- Task to complete -
Turn the records below into a Markdown table with the columns Row and Line text. Cover everything from the first line through the line containing "[[[94,143],[97,112],[44,85],[0,70],[1,155]]]", both ends included, with each line numbered in its own row and blank lines omitted.

- Supplied records -
● ● ● ● ● ● ●

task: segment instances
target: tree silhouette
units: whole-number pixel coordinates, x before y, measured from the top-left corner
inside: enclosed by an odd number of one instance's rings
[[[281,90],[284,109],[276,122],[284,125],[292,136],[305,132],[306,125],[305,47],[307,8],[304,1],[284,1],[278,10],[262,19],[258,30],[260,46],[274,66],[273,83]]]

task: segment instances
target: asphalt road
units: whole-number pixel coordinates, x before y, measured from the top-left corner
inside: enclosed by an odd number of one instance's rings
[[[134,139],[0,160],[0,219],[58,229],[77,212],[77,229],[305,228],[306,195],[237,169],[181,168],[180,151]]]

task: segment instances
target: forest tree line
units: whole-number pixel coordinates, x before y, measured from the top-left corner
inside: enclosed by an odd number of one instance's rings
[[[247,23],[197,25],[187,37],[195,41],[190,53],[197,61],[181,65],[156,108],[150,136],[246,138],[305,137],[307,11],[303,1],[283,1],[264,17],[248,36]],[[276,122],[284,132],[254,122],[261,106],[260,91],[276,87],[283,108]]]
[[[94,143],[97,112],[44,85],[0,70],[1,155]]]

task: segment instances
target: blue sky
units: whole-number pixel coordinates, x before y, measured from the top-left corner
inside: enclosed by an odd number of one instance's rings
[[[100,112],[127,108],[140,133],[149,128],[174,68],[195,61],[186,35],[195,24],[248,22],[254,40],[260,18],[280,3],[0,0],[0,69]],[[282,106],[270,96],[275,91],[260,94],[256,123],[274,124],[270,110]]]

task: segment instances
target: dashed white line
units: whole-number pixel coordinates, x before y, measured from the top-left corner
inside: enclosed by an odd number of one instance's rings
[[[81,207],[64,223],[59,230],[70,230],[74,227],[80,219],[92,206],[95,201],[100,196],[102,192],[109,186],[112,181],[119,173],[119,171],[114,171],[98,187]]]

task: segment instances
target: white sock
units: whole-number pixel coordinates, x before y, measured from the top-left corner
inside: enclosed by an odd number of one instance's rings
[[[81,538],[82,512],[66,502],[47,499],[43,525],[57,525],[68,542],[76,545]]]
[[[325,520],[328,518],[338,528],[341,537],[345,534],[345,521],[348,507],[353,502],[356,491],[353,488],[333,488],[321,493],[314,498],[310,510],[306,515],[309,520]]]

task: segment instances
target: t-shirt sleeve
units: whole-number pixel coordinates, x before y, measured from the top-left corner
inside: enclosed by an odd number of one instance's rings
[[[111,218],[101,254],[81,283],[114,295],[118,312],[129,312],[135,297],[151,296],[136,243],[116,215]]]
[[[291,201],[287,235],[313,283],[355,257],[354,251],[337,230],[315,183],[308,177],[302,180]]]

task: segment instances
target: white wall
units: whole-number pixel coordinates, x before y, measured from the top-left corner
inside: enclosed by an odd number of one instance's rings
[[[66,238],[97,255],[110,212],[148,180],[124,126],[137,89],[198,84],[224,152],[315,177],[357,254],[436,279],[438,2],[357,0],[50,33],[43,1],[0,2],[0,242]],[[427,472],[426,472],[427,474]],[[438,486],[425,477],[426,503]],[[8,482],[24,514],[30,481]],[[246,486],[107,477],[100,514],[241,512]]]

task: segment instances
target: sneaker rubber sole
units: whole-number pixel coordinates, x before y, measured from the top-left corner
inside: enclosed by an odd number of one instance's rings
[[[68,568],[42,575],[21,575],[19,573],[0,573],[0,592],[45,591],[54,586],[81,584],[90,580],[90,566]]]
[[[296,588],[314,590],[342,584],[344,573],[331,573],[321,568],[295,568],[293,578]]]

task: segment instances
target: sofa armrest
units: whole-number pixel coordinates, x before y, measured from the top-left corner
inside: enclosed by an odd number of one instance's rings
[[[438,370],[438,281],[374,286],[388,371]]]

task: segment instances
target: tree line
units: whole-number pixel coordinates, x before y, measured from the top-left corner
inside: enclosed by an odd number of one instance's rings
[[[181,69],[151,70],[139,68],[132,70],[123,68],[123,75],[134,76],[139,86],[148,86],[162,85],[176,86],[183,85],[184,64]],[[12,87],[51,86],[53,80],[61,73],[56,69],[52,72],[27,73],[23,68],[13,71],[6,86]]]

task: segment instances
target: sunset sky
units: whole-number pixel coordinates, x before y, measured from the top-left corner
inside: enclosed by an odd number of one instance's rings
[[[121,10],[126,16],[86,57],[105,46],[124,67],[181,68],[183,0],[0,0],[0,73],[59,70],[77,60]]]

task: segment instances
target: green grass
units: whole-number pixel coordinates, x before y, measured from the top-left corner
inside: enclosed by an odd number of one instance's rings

● ● ● ● ● ● ●

- Correct result -
| Row | Line text |
|---|---|
| 1 | task: segment instances |
| 2 | target: tree silhouette |
| 3 | units: whole-number pixel coordinates, x before y, measured from the top-left corner |
| 4 | inside: enclosed by an odd number of one instance's rings |
| 5 | [[[281,90],[284,109],[276,122],[284,125],[292,136],[305,132],[306,125],[305,47],[307,8],[304,1],[284,1],[278,10],[262,19],[258,30],[260,46],[274,66],[273,83]]] |
| 6 | task: segment instances |
| 7 | target: asphalt road |
| 8 | units: whole-number pixel coordinates, x before y, measured from the top-left corner |
| 9 | inside: enclosed by an odd number of one instance's rings |
| 10 | [[[134,139],[0,160],[0,219],[58,229],[77,212],[77,229],[305,228],[306,195],[237,169],[181,168],[180,151]]] |
| 11 | task: segment instances |
| 12 | target: forest tree line |
| 13 | units: whole-number pixel coordinates, x before y, measured from the top-left corner |
| 14 | inside: enclosed by an odd number of one instance's rings |
| 15 | [[[247,23],[197,25],[187,37],[195,41],[190,53],[197,61],[181,65],[156,108],[150,136],[246,138],[305,137],[307,11],[303,1],[283,1],[264,17],[248,36]],[[276,122],[284,132],[254,122],[261,106],[260,91],[276,87],[283,108]]] |
| 16 | [[[94,143],[97,112],[44,85],[0,70],[1,155]]] |